-- Start of Records supplied --

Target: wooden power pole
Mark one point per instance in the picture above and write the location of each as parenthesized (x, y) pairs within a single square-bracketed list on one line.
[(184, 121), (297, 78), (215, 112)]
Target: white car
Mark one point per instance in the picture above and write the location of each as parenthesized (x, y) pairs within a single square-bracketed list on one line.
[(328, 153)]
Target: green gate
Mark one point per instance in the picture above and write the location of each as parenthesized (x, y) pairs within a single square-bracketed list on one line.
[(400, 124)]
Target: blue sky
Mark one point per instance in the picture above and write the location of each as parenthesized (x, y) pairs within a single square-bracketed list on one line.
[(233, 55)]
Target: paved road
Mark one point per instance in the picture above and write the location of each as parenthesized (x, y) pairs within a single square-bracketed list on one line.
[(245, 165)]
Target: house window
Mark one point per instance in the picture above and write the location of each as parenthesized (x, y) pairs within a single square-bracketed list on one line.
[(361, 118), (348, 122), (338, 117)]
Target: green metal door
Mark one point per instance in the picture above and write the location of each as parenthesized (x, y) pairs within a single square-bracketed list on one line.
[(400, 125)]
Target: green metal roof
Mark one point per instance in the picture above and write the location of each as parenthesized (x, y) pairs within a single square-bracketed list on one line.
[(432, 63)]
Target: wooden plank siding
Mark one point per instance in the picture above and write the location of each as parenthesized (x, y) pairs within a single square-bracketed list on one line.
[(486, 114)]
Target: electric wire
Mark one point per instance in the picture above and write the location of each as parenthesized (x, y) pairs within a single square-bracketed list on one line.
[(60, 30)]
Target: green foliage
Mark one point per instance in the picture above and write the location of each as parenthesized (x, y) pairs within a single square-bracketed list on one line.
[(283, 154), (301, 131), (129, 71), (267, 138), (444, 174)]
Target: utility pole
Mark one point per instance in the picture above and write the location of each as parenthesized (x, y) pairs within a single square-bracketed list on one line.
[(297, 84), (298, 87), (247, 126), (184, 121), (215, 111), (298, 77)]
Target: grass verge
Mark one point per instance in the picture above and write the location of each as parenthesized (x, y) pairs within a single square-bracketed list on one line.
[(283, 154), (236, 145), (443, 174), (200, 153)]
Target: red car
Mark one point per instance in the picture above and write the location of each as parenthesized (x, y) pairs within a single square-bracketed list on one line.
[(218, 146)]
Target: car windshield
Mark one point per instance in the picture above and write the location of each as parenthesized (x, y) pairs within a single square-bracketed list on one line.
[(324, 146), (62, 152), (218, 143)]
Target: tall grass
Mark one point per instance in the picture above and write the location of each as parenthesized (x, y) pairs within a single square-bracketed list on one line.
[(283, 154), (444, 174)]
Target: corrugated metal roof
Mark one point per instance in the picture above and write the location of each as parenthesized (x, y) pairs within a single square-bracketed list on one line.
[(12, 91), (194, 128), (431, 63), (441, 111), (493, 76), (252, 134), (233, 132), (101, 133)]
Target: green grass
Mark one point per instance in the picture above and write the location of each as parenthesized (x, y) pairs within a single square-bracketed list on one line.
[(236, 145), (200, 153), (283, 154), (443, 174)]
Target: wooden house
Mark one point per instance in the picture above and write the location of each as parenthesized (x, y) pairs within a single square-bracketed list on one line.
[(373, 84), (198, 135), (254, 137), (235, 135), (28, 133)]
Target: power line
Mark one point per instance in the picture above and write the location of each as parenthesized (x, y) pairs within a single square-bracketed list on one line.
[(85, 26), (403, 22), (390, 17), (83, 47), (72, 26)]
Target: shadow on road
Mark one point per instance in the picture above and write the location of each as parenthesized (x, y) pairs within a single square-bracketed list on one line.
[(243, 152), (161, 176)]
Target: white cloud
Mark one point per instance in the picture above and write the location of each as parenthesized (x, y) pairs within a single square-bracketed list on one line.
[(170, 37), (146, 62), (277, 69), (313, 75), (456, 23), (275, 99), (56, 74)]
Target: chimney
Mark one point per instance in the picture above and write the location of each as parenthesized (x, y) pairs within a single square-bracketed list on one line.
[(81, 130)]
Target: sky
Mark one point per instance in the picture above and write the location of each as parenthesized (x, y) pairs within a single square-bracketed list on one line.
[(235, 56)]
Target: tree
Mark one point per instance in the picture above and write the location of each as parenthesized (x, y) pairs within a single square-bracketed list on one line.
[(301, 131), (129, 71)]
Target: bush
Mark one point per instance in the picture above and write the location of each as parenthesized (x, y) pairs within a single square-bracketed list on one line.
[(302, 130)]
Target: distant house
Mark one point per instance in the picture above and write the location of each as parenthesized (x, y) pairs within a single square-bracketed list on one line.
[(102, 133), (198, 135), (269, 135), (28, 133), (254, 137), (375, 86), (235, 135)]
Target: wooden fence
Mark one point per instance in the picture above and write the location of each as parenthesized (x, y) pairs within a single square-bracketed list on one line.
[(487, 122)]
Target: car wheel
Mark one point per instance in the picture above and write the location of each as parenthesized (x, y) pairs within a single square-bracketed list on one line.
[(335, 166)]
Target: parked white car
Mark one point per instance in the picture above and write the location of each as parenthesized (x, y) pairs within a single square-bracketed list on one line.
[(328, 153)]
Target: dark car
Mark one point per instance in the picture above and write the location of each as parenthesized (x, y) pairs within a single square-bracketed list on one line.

-- End of Records supplied --

[Work instructions]: Repeat each row above word for word, in the same order.

[Solution for this task]:
Target: wooden power pole
Mark one point per instance in the picture above and write the location of each as parenthesized (x, y) pairs within a single square-bracketed list on one line.
[(184, 121), (297, 78), (215, 112)]
Target: white car
Mark one point per instance in the picture above and write the location of each as parenthesized (x, y) pairs within a single square-bracketed list on one line.
[(328, 153)]
Target: green gate
Mark one point per instance in the picture above and write the location of each as parenthesized (x, y) pairs within a single square-bracketed list on one line.
[(400, 124)]
Target: blue sky
Mark one point per instance in the picture above and write the location of each as parenthesized (x, y) pairs within a single square-bracketed list on one line.
[(233, 55)]
Target: paved road
Mark one point per instance in the picture above and write the location of each as parenthesized (x, y) pairs within a single square-bracketed list on one line.
[(245, 165)]
Target: house window
Mark one point per instance in the picture above and write the location of each as parenthesized (x, y) pairs within a single square-bracketed list on one line.
[(361, 118), (348, 122), (338, 117)]
Target: green metal door
Mark one point per instance in the picture above and write the location of each as parenthesized (x, y) pairs within a single square-bracketed list on one line.
[(400, 125)]
Target: green metal roof
Mark one point per instance in the picture above and write the location of each as parenthesized (x, y) pairs within a single square-bracketed list on one line.
[(432, 63)]
Target: wooden plank siding
Mark one point per instance in the picture above and write the location of each as parenthesized (x, y) pairs within a single square-bracketed list on one line.
[(486, 114)]
Target: electric wire
Mark one point per instance in the picture above and write the location of each as parenthesized (x, y) pairs within a single square-bracketed list on one line.
[(60, 30)]
Target: green foliage
Mark one point per instance in the picture above and write the location of each as parenthesized (x, y) pairs within a single square-bracketed list on one line.
[(283, 154), (301, 131), (129, 71), (267, 138), (444, 174)]
Target: utility pole
Mark one point per instance in the picture above and write the location of each as parenthesized (x, y) pairs within a single square-bracketed list on one line.
[(297, 84), (298, 87), (247, 126), (184, 121), (215, 111), (298, 77)]
Target: grass verge
Mark one point per instance in the picture above and write the location of each as parenthesized (x, y) pairs within a single square-bracketed list on one line.
[(283, 154), (236, 145), (443, 174), (200, 153)]
Target: red car
Mark one point per instance in the picture above and write the location of each as parenthesized (x, y) pairs within a single square-bracketed list on one line.
[(218, 146)]
Target: car windshield
Mark one point per instance in the picture above and write the location of each as parenthesized (x, y) pairs within a single square-bracketed list on one line.
[(324, 146), (62, 152), (218, 143)]
Target: tall grass
Mark one point per instance in the picture above and write the location of each as parenthesized (x, y) pairs within a single square-bracketed list on one line.
[(283, 154), (444, 174)]
Target: corrugated metal roof
Mark one point per instance in the picture above and write the location of each as parenthesized (x, y) pairs within a single square-bracketed list on one line.
[(12, 91), (194, 128), (431, 63), (441, 111), (493, 76), (252, 134), (233, 132), (101, 133)]
Target: green grass
Mark one point per instance in the picture above and write the location of each as parenthesized (x, y) pairs within a single square-bracketed list on one line.
[(236, 145), (200, 153), (283, 154), (443, 174)]
Target: wooden house
Mark one point per instance in the picture above and write the location of each as parenthesized (x, y) pairs within a single square-bracketed list on one line.
[(373, 84), (198, 135), (254, 137), (235, 135), (28, 133)]
Target: power line
Mark one point per instance in the picture above and write the location of each as parenthesized (x, y) pairs within a single square-bracketed list on one line.
[(85, 26), (403, 22), (390, 17), (83, 47), (72, 26)]
Target: shadow on road
Mark one point per instance in the picture above and write the location of each as parenthesized (x, y) pairs within a single square-bracketed list on one line.
[(243, 152), (161, 176)]
Target: white cloud
Mark one point per instance in the picture above and write the location of each as parenthesized (x, y) pairs within a single square-bracketed list on one line.
[(170, 37), (146, 62), (277, 69), (313, 75), (456, 23), (275, 99), (56, 74)]
Target: chimney
Mark one point per instance in the picture above and write the location of each as parenthesized (x, y) pairs within a single square-bracketed list on one line.
[(81, 130)]
Target: sky
Mark one point per instance in the picture above and write the location of each as parenthesized (x, y) pairs within a single square-bracketed list on one line.
[(235, 56)]
Target: tree
Mark one point per instance in the picture above and write the location of each as parenthesized (x, y) pairs within a single square-bracketed list on one line.
[(301, 131), (129, 71)]
Target: bush
Mark one point per instance in the picture above and write the location of each as parenthesized (x, y) pairs within a single square-bracketed list on one line.
[(302, 130)]
Target: distant house
Mark one point per instance in the picture above and write the location of each as parenthesized (x, y) pairs within a single square-bracketed list on one line.
[(102, 133), (198, 135), (269, 135), (28, 133), (254, 137), (375, 86), (235, 135)]
Target: wooden fence
Mark one point per instance in the picture above and write the location of each as parenthesized (x, y) pairs within a single square-bracketed list on one line.
[(487, 122)]
Target: car wheel
Mark one point per instance in the picture above and write the location of each as parenthesized (x, y) pairs within a single square-bracketed list on one line.
[(335, 166)]
Target: parked white car
Mark one point per instance in the picture above and write the location of each as parenthesized (x, y) pairs within a single square-bracketed list on one line.
[(328, 153)]
Target: dark car
Mark one point per instance in the picture above and write the location of each as parenthesized (x, y) pairs within a single square-bracketed list on one line.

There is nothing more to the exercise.